<<<<

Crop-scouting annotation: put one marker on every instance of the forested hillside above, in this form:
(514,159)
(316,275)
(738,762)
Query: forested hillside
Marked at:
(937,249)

>>>>

» What is required: Reproduce the items above, substituting "wooded slope" for every occurrence of "forested hillside" and leaving everything else unchanged.

» The result:
Crop-scouting annotation: put one marker on every instance of the wooded slope above, in this form:
(514,159)
(316,275)
(738,762)
Query: wooded slope
Marked at:
(937,249)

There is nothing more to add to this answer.